TASK OBJECTIVE
Below are records; count the lines among them that include the string "reflection", and state only the number.

RECORD EXCERPTS

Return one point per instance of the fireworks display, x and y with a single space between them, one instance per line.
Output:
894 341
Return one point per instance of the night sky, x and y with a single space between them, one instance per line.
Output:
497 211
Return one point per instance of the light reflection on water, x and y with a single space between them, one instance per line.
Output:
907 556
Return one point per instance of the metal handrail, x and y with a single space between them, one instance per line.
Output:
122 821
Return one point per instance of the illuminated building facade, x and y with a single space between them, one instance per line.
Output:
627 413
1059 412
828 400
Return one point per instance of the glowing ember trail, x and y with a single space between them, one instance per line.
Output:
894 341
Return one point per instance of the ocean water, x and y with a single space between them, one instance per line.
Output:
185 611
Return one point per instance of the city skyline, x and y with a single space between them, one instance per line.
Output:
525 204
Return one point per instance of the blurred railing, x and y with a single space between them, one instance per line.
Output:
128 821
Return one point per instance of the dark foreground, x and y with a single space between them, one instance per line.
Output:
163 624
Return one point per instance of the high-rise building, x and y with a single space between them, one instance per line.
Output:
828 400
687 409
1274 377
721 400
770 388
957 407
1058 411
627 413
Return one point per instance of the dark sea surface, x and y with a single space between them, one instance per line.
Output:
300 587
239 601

...

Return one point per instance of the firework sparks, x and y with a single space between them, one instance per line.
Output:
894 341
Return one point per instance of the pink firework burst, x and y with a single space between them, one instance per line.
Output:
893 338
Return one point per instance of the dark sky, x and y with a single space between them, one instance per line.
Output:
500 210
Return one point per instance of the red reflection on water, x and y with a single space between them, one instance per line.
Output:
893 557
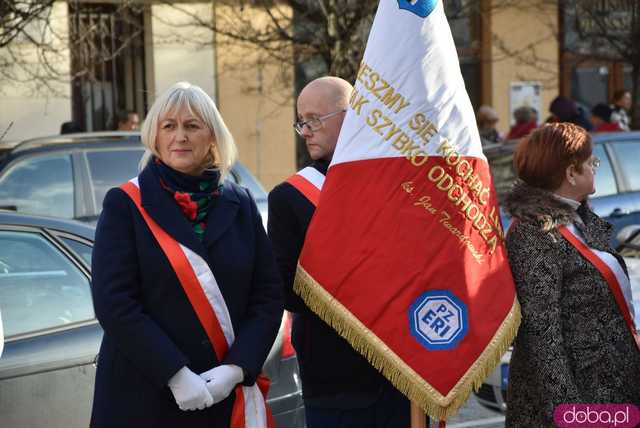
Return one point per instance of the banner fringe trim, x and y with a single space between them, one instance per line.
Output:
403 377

SOLUTION FOR THIS TASK
2